Records supplied:
"""

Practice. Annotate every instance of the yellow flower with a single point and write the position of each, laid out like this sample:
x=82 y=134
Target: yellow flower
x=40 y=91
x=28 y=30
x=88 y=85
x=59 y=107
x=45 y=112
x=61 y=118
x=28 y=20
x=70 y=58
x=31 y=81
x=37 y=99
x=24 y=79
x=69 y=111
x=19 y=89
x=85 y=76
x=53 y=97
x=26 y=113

"""

Work instruction:
Copy out all of the records verbatim.

Result:
Practice. Annotate every instance of the yellow flower with a single point and write the position of each, laid out like this sample:
x=82 y=134
Target: yellow flower
x=40 y=91
x=28 y=30
x=88 y=85
x=59 y=107
x=45 y=112
x=61 y=118
x=28 y=20
x=70 y=58
x=31 y=81
x=37 y=99
x=24 y=79
x=69 y=111
x=19 y=89
x=85 y=76
x=53 y=97
x=26 y=113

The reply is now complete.